== Segment start ==

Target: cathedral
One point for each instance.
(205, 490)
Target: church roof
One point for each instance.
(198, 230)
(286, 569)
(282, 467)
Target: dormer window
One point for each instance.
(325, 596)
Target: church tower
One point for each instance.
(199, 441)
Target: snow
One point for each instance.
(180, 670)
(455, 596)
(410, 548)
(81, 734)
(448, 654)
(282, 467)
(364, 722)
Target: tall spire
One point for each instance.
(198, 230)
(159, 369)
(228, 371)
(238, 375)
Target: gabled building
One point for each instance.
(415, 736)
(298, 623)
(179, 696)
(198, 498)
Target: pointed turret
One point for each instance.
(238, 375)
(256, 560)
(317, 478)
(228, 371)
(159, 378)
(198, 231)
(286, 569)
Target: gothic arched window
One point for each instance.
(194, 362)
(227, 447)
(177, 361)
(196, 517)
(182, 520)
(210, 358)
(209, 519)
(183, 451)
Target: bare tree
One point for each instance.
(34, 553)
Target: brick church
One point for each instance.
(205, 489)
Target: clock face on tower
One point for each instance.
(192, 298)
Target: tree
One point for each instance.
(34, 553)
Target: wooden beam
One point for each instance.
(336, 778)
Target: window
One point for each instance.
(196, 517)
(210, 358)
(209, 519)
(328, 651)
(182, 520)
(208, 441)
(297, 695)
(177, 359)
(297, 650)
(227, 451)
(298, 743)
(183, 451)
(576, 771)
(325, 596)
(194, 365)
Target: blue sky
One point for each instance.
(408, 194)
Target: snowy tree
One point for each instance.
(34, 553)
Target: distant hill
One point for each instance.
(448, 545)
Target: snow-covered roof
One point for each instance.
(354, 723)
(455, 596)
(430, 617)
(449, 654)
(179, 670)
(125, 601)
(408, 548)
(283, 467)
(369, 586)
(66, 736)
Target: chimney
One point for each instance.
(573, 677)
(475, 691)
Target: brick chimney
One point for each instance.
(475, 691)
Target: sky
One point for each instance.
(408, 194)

== Segment end ==

◆ **WHAT IS EXPECTED**: Generate an exact reproduction of all entries.

◆ **RESULT OF THE EXERCISE**:
Target: cathedral
One point for each instance.
(205, 490)
Target: church roof
One point for each instance.
(198, 230)
(286, 569)
(282, 467)
Target: dormer window
One point for each instance.
(325, 596)
Target: church tower
One point for each instance.
(199, 441)
Target: snow
One point for each instance.
(180, 670)
(455, 596)
(410, 548)
(81, 734)
(448, 654)
(282, 467)
(364, 722)
Target: tall spire
One point for each instance.
(198, 230)
(159, 369)
(228, 371)
(238, 375)
Target: gabled building
One point for each instance.
(415, 736)
(298, 623)
(179, 696)
(198, 498)
Target: pointed turret
One point for each instance.
(238, 375)
(256, 560)
(317, 478)
(228, 371)
(159, 378)
(198, 231)
(286, 569)
Target: gothic arched window
One point for each instance.
(194, 362)
(227, 447)
(177, 361)
(196, 517)
(182, 520)
(210, 358)
(209, 519)
(183, 451)
Target: bare tree
One point for each instance.
(34, 553)
Target: brick church
One point for each instance.
(205, 489)
Target: clock face on tower
One point for each instance.
(192, 298)
Target: tree
One point for each instance.
(34, 553)
Target: wooden beam
One point for each instance.
(336, 778)
Target: window
One point for each instance.
(196, 517)
(210, 358)
(209, 519)
(328, 651)
(182, 520)
(208, 441)
(297, 695)
(177, 359)
(297, 650)
(227, 451)
(298, 743)
(183, 451)
(576, 771)
(325, 596)
(194, 365)
Target: blue sky
One point for each instance.
(408, 194)
Target: snowy tree
One point for each instance.
(34, 553)
Target: distant hill
One point for each instance.
(448, 545)
Target: snow-covered roof
One point for each instance.
(354, 723)
(455, 596)
(430, 617)
(449, 654)
(179, 670)
(125, 601)
(408, 548)
(283, 467)
(369, 586)
(66, 736)
Target: chimney
One point for each instance.
(573, 677)
(475, 691)
Target: brick chimney
One point for each instance.
(475, 691)
Target: sky
One point for each instance.
(408, 194)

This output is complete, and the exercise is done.